** Task to carry out **
Task for the records below: please retype exactly and only the lines from the first through the one with "target: utility pole", with every picture omitted.

** Records for processing **
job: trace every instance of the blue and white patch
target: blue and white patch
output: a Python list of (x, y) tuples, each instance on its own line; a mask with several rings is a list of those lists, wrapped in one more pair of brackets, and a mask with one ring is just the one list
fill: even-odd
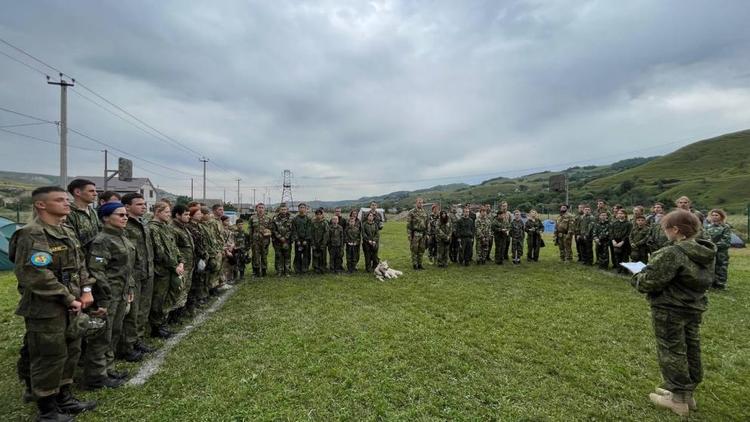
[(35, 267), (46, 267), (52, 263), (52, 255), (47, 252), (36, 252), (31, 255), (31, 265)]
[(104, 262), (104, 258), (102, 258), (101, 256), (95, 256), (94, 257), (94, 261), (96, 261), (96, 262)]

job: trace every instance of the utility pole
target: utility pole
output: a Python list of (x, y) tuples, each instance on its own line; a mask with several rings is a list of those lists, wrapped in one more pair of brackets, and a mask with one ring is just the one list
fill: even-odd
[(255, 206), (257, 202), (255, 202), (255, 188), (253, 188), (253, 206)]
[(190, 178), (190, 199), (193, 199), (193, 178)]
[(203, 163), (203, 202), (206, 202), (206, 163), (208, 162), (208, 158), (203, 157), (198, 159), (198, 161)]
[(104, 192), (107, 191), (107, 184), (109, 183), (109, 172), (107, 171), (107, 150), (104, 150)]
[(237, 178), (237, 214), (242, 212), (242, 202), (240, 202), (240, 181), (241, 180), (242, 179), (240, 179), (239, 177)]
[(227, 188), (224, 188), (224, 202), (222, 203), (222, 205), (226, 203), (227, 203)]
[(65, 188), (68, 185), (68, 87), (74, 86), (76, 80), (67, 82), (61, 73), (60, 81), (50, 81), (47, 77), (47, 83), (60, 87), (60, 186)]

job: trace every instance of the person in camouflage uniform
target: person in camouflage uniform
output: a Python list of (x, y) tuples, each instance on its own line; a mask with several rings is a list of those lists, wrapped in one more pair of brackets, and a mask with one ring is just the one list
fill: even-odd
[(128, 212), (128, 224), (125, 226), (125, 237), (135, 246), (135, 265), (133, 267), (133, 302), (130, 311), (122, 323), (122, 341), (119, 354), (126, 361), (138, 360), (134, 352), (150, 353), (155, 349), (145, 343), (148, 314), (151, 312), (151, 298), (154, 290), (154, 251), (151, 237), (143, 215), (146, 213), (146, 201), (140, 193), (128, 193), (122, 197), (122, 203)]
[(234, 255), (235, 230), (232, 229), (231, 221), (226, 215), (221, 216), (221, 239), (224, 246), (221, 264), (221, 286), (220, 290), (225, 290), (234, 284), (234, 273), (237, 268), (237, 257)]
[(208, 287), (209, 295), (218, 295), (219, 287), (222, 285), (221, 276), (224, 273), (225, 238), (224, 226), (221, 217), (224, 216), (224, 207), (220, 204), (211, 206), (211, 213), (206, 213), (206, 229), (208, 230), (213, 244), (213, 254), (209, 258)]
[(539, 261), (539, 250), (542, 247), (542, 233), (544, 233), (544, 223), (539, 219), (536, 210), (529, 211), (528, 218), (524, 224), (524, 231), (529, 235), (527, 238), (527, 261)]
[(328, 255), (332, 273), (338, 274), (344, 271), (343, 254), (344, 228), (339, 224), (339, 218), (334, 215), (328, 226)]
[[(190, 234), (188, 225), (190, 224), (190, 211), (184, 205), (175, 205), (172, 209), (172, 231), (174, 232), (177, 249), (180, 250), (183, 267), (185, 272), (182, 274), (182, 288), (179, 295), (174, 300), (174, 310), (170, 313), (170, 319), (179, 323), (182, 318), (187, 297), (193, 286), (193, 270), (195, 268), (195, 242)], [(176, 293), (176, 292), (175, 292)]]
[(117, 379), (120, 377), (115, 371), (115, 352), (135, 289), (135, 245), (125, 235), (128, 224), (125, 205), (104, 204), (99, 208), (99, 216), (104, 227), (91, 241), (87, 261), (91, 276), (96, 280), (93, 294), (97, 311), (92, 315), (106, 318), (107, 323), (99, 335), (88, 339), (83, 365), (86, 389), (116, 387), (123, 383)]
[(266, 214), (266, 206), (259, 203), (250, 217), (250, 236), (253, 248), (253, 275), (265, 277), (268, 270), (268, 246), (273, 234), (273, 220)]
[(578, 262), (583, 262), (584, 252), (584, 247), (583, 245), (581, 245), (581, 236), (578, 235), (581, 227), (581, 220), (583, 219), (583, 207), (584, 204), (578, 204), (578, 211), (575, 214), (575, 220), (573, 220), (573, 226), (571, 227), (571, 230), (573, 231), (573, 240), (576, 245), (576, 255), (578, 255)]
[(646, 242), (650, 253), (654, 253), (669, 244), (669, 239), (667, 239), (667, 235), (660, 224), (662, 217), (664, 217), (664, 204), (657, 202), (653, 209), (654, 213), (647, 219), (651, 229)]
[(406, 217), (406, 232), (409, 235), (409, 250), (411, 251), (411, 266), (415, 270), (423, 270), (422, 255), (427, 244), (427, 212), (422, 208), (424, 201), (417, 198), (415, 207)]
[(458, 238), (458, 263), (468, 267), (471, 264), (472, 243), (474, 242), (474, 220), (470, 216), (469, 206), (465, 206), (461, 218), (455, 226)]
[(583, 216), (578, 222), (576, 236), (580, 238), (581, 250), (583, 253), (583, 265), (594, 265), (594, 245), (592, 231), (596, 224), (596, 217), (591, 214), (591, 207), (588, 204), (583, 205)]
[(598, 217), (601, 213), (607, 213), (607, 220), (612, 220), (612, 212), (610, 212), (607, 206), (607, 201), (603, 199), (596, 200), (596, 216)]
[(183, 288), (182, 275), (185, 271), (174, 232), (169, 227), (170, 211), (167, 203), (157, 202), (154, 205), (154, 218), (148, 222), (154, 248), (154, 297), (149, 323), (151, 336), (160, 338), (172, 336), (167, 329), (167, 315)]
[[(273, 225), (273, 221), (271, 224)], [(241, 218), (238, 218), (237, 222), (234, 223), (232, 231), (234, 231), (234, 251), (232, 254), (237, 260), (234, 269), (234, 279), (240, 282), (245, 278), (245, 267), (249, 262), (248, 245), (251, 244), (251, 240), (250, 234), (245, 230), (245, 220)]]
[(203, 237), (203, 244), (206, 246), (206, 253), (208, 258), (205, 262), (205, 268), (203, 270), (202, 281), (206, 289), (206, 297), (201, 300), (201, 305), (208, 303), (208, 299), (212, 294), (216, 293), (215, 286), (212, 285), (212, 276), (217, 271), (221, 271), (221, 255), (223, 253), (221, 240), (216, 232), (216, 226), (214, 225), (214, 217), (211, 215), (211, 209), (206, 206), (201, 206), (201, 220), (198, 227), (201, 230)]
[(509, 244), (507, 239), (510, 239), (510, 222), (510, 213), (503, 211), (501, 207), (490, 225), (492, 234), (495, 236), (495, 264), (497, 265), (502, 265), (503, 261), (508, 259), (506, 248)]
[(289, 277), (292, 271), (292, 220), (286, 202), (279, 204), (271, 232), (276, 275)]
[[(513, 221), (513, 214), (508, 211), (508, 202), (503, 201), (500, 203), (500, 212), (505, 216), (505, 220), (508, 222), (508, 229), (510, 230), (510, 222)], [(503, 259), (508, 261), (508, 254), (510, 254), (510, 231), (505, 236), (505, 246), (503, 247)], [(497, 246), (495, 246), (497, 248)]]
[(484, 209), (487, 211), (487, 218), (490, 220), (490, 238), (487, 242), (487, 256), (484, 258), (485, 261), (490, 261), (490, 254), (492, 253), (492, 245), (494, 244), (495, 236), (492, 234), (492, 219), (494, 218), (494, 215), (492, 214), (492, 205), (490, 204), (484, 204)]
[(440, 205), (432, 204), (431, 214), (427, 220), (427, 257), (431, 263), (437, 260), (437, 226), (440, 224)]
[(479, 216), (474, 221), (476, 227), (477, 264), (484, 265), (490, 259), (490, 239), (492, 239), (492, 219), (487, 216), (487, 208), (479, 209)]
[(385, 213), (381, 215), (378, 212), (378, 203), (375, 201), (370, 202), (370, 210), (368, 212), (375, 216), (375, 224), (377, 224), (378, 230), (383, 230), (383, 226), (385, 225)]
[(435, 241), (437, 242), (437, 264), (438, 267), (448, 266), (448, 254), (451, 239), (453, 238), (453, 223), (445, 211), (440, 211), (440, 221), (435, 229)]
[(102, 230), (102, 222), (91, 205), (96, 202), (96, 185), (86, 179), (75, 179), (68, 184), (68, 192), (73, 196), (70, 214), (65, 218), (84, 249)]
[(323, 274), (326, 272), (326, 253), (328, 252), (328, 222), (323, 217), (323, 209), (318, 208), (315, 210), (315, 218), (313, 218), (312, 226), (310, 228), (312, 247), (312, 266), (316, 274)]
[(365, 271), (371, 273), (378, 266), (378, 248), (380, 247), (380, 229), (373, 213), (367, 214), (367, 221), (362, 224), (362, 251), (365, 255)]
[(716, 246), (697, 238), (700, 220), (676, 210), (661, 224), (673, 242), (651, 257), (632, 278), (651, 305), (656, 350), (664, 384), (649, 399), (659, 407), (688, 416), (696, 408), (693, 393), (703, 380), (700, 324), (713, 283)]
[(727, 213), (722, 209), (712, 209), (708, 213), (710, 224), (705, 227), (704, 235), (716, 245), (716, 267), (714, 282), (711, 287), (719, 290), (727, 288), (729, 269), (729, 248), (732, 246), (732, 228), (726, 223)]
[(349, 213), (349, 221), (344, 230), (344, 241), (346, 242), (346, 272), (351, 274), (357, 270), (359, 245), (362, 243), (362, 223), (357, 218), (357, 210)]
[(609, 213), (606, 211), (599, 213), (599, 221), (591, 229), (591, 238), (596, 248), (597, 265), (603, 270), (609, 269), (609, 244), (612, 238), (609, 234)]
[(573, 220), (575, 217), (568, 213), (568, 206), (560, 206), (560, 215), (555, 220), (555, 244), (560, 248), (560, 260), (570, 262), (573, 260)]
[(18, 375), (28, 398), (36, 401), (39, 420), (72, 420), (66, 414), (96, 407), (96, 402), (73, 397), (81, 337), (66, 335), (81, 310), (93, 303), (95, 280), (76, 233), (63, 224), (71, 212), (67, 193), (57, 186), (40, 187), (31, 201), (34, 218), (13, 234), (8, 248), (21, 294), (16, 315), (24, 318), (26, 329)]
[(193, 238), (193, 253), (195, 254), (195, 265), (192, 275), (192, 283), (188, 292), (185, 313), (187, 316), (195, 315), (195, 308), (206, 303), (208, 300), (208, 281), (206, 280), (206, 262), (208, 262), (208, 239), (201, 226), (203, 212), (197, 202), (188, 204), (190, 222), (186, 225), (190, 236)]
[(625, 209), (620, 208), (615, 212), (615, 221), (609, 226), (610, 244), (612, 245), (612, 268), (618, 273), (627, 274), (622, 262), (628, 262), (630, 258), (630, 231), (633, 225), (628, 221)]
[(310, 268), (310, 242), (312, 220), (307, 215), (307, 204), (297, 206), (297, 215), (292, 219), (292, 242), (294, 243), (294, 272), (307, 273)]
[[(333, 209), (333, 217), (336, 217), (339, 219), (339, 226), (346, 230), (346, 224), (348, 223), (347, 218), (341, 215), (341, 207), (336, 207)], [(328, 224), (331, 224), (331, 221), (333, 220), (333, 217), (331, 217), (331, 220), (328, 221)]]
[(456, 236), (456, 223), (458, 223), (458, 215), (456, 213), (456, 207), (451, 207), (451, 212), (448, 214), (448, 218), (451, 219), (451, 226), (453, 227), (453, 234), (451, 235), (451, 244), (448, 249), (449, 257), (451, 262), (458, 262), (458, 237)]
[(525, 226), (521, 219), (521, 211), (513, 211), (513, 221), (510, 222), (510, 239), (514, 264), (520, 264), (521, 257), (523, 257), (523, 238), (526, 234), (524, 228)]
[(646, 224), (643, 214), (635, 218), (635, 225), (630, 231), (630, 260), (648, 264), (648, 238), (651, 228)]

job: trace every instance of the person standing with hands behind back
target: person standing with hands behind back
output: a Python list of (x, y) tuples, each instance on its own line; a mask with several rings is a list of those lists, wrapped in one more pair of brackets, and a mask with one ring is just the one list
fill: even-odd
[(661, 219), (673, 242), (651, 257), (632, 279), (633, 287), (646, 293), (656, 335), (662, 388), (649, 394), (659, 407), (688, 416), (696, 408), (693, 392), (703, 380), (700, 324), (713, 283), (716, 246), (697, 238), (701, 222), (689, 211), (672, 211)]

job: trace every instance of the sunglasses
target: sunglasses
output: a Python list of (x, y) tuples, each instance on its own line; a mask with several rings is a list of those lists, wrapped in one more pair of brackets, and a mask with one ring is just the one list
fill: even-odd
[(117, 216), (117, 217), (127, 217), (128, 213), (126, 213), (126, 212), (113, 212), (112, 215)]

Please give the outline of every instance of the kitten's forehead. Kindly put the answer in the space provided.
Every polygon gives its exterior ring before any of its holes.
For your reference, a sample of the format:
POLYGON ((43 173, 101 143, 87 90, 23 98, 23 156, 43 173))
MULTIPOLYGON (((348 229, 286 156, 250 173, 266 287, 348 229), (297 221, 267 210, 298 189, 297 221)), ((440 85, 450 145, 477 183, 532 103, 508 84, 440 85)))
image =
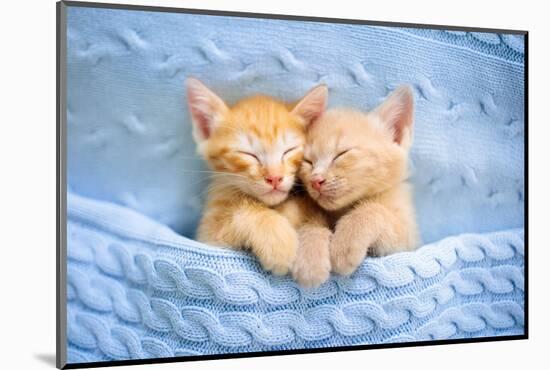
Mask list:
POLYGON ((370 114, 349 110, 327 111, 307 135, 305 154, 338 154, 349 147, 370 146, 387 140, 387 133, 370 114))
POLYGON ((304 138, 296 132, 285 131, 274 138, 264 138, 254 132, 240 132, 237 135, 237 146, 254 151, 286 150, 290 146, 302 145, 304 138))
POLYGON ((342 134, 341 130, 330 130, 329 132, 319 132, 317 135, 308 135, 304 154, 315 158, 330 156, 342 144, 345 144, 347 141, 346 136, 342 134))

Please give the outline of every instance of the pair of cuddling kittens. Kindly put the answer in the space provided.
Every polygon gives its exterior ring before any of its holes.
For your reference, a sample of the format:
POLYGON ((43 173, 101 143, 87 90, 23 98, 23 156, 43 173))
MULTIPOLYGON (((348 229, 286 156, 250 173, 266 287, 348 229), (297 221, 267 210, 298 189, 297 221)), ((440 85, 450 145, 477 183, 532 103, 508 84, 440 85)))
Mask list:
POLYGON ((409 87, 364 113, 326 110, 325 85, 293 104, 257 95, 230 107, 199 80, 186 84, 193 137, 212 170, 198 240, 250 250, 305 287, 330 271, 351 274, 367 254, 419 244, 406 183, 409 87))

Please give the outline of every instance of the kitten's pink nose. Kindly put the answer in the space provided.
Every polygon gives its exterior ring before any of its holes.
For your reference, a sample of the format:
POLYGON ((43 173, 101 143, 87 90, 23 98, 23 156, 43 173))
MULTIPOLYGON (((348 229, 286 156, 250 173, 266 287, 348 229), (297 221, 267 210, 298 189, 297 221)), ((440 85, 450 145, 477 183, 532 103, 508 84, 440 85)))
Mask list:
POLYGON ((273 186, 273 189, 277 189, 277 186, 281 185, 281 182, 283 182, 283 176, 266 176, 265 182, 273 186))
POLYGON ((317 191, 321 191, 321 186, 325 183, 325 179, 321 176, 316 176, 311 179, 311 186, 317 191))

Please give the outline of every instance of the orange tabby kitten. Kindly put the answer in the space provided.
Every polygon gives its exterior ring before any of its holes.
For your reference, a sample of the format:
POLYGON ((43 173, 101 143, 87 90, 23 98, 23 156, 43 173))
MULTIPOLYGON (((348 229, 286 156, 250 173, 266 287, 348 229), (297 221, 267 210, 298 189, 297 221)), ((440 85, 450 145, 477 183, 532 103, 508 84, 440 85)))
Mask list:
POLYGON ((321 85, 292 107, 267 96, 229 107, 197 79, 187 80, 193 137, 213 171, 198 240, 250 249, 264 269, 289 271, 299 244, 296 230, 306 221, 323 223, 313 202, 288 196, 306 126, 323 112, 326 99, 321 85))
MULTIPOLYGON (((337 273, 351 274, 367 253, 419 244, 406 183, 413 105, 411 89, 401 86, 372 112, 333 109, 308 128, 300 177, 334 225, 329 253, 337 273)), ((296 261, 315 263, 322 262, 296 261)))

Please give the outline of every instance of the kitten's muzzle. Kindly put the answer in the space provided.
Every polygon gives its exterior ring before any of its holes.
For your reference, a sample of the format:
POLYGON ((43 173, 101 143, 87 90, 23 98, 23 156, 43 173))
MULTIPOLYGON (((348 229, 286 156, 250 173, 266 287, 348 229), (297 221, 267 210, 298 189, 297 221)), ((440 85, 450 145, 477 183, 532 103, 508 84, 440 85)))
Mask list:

** Written response **
job: trace every instance of the blue and white patch
target: blue and white patch
output: a Python list of (x, y) tuples, each instance on its own line; a mask with several rings is a list of those lists, wrapped in one more pair of brackets, and a mask with one ring is just the one list
fill: even-odd
[(35, 267), (46, 267), (52, 263), (52, 255), (47, 252), (36, 252), (31, 255), (31, 265)]
[(104, 262), (104, 258), (102, 258), (101, 256), (95, 256), (94, 257), (94, 261), (96, 261), (96, 262)]

job: trace every instance of the utility pole
target: utility pole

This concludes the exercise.